**AIM OF THE TASK**
The required output is the line that contains "The response SHOULD mark one point per instance of the tile" plus every line after it in the listing below, copied exactly as it appears.

**DATA SECTION**
◇ ◇ ◇ ◇ ◇
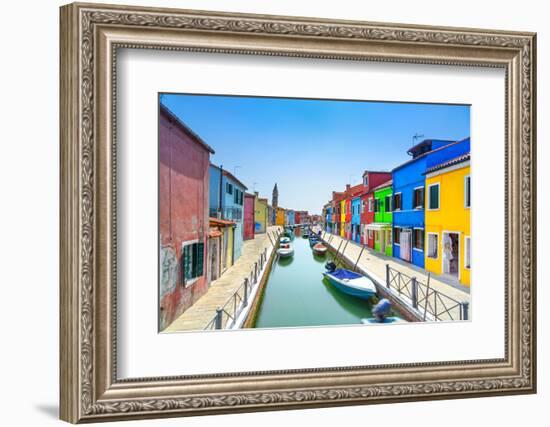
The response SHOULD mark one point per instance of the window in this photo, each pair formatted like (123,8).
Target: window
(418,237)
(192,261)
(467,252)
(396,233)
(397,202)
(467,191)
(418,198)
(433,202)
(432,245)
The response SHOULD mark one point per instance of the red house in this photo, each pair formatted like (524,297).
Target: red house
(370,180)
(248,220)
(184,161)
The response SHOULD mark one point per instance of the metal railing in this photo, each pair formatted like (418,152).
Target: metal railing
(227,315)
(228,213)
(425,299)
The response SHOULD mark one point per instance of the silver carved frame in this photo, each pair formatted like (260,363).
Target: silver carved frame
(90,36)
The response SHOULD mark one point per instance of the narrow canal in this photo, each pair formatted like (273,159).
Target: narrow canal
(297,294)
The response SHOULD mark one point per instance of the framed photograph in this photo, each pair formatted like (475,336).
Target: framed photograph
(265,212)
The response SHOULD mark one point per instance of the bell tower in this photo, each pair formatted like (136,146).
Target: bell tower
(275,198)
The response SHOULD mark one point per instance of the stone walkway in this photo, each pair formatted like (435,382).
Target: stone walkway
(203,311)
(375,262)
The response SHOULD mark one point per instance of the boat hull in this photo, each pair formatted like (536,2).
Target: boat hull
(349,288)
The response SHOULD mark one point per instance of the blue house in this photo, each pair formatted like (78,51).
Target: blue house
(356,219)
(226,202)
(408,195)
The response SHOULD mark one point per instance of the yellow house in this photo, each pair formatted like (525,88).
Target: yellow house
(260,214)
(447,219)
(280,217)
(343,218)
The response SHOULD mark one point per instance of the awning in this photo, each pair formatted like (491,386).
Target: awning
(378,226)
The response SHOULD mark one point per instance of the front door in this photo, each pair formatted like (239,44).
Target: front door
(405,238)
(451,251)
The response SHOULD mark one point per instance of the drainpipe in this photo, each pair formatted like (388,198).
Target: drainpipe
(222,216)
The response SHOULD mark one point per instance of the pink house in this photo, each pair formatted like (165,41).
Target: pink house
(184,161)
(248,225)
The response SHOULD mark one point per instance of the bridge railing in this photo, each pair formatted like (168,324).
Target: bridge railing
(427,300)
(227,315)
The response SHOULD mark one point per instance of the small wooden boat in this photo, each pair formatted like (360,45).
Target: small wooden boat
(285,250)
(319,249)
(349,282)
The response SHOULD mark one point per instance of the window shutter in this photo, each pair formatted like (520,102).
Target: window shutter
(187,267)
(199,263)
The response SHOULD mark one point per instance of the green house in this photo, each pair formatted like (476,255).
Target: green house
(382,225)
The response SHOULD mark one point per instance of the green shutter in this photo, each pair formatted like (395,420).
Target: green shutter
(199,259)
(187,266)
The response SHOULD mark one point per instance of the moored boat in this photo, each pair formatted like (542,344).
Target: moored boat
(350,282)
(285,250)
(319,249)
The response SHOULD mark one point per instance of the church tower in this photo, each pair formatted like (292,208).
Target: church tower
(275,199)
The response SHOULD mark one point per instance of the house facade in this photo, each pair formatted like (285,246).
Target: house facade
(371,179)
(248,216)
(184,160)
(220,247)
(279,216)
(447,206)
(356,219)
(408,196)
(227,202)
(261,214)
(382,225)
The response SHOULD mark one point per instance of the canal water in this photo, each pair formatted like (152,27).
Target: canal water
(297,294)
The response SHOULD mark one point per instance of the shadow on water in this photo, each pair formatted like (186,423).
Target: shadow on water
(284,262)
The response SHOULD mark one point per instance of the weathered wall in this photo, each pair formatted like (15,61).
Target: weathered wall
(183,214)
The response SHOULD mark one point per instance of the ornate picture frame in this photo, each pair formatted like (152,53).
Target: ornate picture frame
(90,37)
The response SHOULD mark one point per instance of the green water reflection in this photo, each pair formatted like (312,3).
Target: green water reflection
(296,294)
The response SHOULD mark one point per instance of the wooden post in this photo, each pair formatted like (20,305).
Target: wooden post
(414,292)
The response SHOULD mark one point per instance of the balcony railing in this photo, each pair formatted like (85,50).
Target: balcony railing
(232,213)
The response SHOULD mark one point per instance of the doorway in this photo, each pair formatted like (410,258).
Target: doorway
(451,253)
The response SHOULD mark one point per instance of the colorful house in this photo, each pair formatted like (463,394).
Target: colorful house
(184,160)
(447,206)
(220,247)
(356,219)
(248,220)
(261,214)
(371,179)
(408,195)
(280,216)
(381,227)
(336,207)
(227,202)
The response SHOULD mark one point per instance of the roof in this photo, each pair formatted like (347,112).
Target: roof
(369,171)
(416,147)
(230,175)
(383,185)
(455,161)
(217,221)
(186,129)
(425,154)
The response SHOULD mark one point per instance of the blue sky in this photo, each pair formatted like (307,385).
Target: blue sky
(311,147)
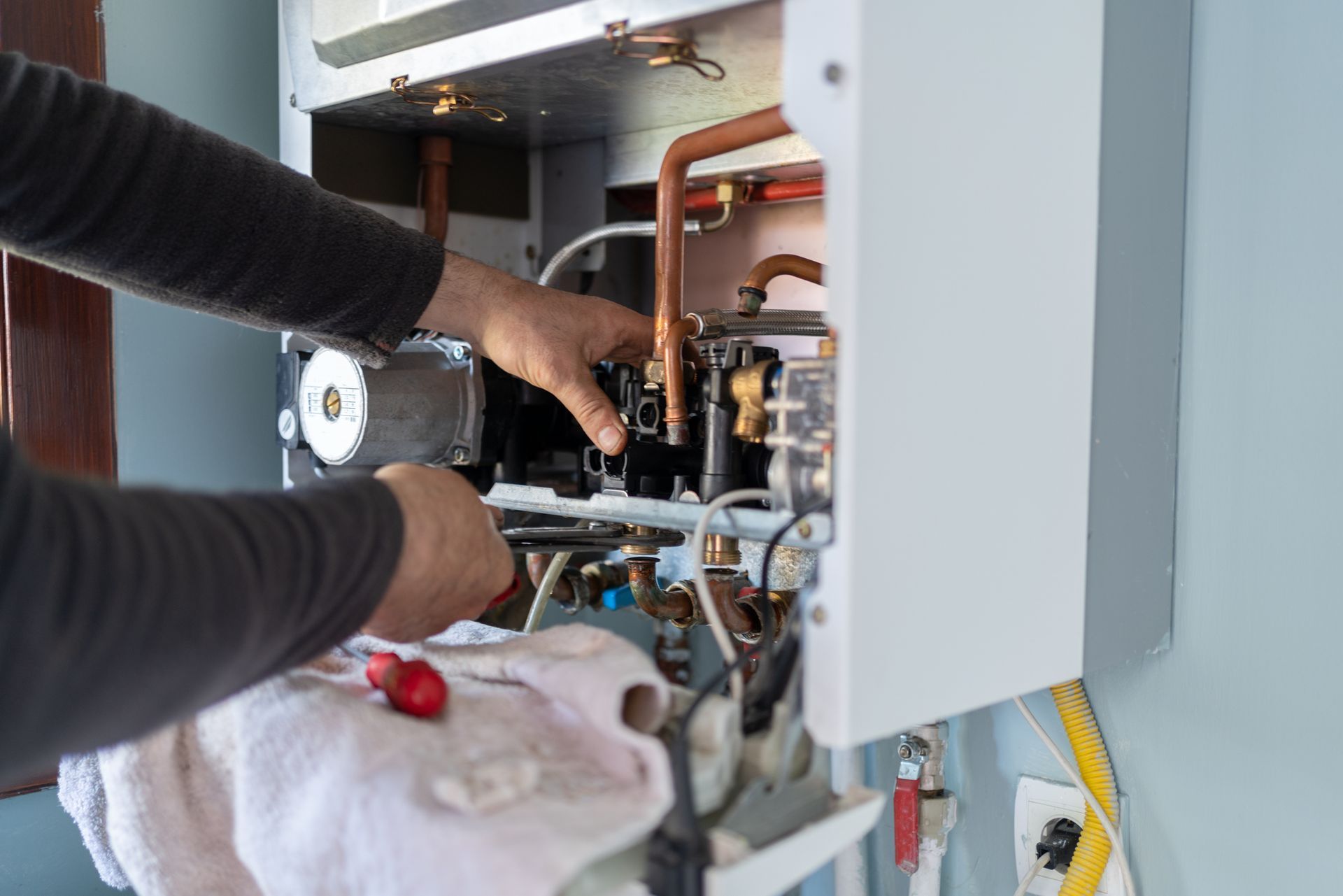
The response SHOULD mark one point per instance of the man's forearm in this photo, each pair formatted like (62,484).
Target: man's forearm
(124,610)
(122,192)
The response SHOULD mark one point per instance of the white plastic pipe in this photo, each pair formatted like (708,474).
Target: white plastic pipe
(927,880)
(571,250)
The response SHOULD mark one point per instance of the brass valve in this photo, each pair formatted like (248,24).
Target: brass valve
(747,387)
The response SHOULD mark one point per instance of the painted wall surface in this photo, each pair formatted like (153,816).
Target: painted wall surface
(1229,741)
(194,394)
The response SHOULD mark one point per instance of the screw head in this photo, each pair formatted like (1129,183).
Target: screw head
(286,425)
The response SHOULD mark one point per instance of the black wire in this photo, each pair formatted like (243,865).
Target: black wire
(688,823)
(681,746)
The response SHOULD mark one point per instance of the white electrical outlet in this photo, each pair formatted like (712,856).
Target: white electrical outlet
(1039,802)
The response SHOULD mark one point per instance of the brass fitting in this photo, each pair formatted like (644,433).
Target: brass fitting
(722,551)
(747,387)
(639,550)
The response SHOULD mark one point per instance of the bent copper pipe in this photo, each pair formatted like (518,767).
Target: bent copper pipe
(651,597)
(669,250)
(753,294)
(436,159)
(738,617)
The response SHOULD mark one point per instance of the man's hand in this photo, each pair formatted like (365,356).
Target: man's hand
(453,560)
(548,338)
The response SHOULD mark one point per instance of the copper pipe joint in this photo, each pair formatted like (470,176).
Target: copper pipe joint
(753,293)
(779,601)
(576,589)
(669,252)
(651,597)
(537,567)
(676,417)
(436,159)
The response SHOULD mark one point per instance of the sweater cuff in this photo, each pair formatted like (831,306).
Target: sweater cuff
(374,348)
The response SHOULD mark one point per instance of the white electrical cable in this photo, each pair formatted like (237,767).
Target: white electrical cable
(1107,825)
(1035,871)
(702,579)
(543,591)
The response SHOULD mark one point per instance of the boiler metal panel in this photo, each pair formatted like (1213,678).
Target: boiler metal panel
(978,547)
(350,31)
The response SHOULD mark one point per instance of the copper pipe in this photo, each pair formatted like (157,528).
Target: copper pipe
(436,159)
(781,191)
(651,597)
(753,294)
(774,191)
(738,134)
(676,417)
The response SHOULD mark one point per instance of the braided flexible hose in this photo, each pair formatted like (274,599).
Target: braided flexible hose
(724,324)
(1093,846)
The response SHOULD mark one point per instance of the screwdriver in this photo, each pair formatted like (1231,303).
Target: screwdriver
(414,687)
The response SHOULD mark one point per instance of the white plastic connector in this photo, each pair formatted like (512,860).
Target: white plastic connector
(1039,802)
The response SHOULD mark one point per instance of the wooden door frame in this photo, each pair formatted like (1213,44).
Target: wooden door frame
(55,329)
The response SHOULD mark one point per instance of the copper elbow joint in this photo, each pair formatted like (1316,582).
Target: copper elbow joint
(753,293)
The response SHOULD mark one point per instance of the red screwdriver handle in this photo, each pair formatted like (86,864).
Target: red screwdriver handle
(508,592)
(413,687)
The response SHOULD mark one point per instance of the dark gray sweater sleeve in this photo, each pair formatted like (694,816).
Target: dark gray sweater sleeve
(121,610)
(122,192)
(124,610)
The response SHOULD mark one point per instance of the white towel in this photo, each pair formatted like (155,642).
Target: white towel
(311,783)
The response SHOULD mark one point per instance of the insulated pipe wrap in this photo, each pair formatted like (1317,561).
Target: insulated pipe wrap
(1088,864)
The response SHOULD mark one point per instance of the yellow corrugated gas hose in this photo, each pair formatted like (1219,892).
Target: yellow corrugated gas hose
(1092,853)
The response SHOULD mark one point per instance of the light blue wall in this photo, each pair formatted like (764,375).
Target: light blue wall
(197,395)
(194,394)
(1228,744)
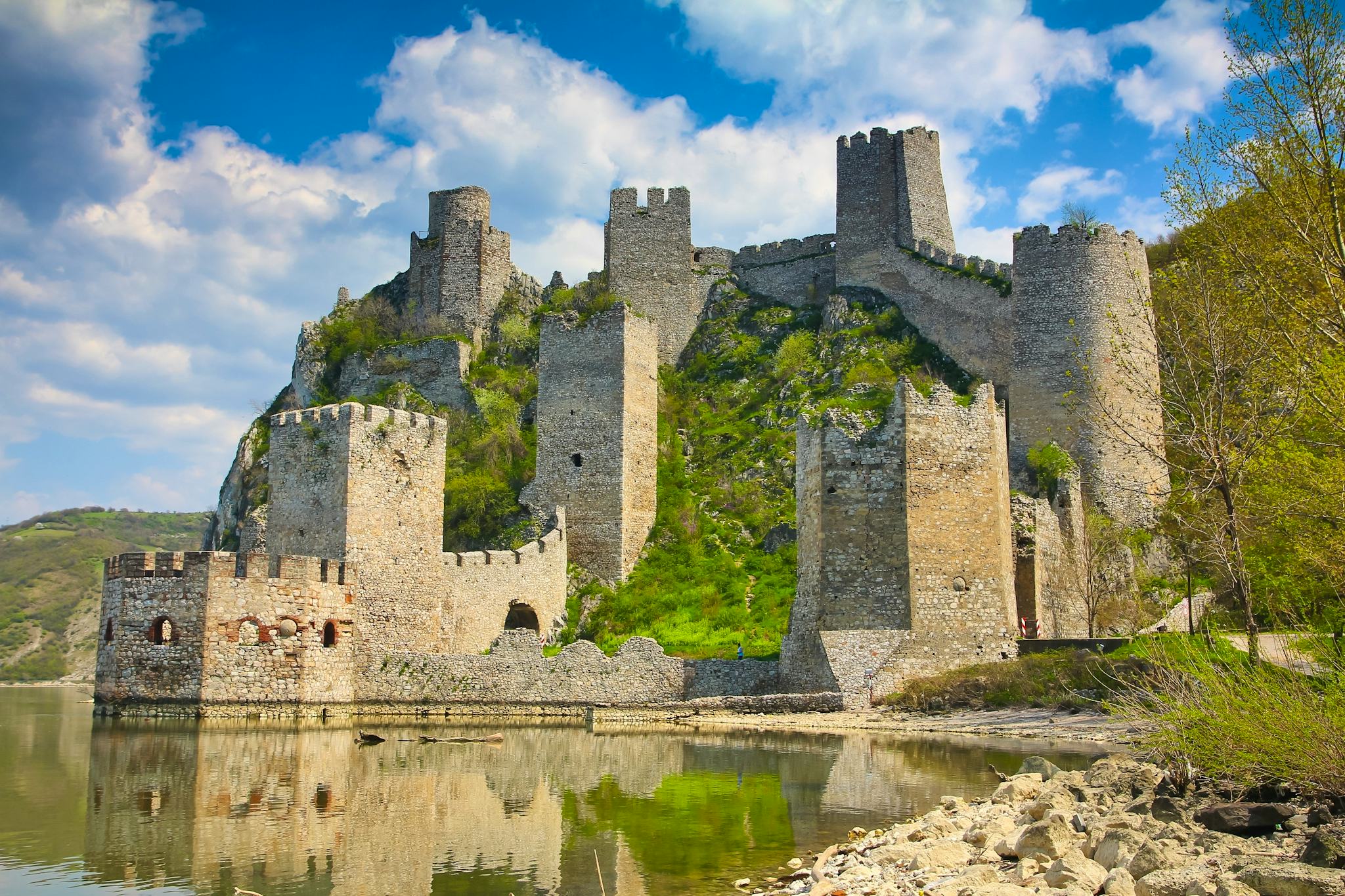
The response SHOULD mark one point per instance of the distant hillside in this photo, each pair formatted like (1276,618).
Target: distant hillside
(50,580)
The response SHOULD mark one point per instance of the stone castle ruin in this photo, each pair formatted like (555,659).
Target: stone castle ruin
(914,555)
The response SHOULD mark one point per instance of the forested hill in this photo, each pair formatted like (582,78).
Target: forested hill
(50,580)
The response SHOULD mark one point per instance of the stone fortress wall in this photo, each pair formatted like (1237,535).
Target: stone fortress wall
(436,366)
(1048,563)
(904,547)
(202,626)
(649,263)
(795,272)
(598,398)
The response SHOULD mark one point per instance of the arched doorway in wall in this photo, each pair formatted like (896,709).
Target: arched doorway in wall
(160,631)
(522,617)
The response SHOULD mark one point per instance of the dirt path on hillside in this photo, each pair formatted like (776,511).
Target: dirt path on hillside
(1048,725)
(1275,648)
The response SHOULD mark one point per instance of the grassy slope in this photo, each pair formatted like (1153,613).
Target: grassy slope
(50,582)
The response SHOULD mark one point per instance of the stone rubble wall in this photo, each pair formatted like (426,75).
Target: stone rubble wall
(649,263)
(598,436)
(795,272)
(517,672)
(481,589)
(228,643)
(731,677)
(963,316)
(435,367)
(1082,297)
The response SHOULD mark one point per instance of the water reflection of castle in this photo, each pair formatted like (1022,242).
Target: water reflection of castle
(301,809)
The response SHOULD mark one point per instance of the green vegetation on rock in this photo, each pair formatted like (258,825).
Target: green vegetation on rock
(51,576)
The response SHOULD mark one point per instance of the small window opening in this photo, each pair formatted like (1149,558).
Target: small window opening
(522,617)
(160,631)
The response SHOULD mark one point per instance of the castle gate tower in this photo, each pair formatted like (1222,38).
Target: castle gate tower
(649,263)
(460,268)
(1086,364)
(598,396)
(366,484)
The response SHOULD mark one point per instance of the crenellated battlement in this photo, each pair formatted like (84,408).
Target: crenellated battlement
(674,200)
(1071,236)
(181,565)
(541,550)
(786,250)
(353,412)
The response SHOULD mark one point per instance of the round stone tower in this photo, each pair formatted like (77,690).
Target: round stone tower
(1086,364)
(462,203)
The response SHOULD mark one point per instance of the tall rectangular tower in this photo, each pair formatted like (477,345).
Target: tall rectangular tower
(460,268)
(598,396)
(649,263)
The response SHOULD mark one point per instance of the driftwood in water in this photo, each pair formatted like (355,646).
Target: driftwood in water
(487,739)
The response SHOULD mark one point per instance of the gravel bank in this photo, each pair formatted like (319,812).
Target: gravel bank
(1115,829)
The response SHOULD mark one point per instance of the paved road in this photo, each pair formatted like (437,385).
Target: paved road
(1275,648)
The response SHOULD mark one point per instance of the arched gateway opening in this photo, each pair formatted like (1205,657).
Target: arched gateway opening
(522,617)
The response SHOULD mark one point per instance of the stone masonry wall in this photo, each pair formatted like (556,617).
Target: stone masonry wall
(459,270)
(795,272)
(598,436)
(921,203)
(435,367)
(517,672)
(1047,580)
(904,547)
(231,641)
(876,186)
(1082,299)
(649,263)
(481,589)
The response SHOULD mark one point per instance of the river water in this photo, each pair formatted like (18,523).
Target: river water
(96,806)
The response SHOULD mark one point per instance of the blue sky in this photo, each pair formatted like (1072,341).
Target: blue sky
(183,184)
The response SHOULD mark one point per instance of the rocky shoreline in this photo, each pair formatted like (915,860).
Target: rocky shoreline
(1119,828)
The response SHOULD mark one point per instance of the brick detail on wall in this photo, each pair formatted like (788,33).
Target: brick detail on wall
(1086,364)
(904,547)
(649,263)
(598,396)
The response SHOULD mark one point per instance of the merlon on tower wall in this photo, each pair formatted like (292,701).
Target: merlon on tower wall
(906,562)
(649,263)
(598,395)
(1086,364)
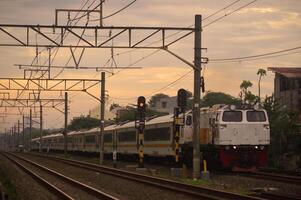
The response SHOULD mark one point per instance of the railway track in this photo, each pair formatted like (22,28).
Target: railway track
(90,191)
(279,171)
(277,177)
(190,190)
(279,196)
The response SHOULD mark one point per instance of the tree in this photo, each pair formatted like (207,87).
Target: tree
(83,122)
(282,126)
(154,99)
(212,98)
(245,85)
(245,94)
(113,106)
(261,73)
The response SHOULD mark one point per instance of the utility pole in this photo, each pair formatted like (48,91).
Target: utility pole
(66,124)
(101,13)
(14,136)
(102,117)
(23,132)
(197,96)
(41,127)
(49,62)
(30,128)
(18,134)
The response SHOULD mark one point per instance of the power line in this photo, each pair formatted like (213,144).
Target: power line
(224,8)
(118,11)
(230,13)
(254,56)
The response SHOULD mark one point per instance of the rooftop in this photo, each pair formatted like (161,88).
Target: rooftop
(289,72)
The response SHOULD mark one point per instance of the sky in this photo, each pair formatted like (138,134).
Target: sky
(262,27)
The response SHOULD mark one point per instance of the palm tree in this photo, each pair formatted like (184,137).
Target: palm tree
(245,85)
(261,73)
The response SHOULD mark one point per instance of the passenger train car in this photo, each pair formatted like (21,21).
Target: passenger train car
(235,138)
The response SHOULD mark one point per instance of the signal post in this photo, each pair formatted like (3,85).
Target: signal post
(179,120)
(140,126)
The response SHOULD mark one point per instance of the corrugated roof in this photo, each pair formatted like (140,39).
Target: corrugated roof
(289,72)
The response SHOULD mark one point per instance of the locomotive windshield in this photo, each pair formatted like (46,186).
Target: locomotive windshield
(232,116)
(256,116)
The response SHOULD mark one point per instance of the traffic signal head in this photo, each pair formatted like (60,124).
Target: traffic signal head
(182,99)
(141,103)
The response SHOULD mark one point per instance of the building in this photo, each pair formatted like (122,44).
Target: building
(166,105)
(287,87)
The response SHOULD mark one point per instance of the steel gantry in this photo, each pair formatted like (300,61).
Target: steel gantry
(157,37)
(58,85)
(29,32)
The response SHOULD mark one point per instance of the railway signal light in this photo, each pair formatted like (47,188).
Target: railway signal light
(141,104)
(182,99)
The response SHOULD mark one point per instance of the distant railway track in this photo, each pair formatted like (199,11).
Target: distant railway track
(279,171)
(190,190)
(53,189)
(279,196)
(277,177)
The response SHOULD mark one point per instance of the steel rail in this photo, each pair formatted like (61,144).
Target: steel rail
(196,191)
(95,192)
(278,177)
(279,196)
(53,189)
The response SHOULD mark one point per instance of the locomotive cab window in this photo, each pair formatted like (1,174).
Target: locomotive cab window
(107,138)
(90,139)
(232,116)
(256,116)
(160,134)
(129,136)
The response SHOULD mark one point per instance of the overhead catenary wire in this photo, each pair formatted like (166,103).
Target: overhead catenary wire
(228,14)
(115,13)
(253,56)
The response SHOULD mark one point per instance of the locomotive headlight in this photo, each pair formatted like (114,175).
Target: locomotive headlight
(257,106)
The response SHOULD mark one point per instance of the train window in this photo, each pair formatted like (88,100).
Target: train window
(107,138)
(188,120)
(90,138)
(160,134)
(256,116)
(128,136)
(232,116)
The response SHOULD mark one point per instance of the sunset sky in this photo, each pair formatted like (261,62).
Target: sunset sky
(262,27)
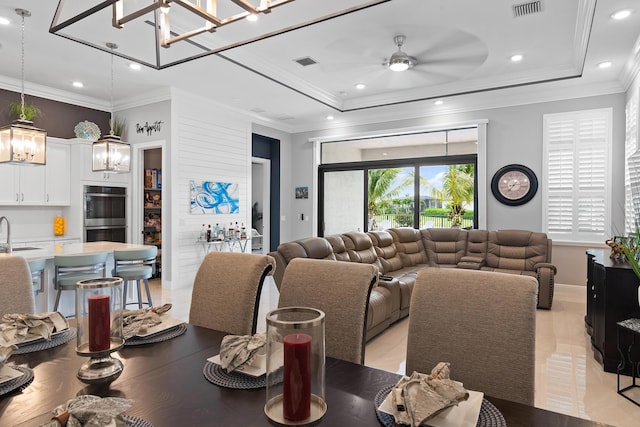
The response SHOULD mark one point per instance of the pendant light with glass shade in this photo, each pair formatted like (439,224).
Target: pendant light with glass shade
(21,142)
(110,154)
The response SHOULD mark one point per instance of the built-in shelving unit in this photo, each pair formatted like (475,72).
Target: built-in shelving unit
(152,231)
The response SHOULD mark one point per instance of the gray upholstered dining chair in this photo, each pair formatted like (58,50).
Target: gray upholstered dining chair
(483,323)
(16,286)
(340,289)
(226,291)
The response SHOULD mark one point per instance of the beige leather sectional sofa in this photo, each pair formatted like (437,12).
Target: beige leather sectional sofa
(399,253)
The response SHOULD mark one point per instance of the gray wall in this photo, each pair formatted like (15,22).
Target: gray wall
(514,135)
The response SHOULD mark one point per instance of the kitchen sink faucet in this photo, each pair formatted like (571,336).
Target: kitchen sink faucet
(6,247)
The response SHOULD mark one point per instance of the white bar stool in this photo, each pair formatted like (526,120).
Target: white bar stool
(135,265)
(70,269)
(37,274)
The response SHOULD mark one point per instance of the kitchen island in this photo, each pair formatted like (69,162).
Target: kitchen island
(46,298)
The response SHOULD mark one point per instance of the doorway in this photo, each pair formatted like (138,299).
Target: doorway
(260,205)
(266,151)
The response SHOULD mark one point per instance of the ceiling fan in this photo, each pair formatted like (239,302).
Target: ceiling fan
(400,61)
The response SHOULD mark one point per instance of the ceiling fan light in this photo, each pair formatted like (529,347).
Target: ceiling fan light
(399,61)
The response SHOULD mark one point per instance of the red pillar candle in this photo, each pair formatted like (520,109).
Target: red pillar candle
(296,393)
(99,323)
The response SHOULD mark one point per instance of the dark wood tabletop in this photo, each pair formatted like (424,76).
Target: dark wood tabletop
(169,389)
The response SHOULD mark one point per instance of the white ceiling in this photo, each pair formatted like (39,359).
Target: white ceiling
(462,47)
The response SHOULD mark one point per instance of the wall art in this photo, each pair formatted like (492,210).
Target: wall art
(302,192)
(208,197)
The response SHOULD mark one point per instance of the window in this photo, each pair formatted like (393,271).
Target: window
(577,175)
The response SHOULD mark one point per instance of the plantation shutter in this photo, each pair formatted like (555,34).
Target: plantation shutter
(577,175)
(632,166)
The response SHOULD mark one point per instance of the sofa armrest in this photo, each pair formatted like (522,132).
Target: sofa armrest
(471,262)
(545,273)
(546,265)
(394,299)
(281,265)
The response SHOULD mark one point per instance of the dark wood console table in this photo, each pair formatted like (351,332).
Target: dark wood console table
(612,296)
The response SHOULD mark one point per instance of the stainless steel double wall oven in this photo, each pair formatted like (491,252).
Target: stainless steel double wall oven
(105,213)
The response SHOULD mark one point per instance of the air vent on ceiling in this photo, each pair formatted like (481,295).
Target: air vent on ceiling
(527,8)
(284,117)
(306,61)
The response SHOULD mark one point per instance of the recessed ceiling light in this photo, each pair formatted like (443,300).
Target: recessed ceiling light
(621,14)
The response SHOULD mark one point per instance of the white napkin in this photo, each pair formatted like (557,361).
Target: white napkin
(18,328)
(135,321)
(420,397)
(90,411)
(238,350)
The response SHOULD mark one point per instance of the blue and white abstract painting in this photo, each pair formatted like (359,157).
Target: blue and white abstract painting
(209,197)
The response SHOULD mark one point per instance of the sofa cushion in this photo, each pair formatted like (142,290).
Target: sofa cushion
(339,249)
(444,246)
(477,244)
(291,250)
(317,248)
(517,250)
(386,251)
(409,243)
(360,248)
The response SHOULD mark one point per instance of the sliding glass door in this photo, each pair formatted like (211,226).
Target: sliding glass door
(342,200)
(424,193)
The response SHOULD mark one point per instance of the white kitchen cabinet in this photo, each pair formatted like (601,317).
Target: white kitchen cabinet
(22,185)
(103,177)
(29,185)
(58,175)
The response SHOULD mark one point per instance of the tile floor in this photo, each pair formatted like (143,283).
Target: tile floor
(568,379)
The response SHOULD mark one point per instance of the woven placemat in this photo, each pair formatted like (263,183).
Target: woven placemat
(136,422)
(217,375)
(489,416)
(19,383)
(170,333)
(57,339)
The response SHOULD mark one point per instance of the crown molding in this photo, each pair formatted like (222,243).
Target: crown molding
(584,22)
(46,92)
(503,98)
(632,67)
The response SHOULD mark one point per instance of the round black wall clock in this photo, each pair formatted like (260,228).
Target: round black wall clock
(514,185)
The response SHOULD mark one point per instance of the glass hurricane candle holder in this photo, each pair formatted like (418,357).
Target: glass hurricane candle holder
◇ ◇ ◇ ◇ ◇
**EXERCISE SOLUTION**
The response SHOULD mark one point per instance of the tile floor in this photo, each pair formatted like (143,283).
Target: tile floor
(568,379)
The response SHOULD mark one point per instance of the woven placemat in this photo, each pair formatted like (263,183).
Target: woven placemat
(136,422)
(217,375)
(489,416)
(19,383)
(170,333)
(57,339)
The response SHOULD mark one point per instance of the crown molding in this photo, each pair formatted like (222,243).
Target: crown molding
(584,22)
(46,92)
(503,98)
(632,67)
The response SHOULD mark one point per instance of the round black wall clock in this photo, each pair formatted like (260,228).
Target: round black wall clock
(514,185)
The response SHOULD mark one point per instance of the glass hurricane candle holder in this photo, each pair formatted like (418,357).
Target: glass hurricane candle holder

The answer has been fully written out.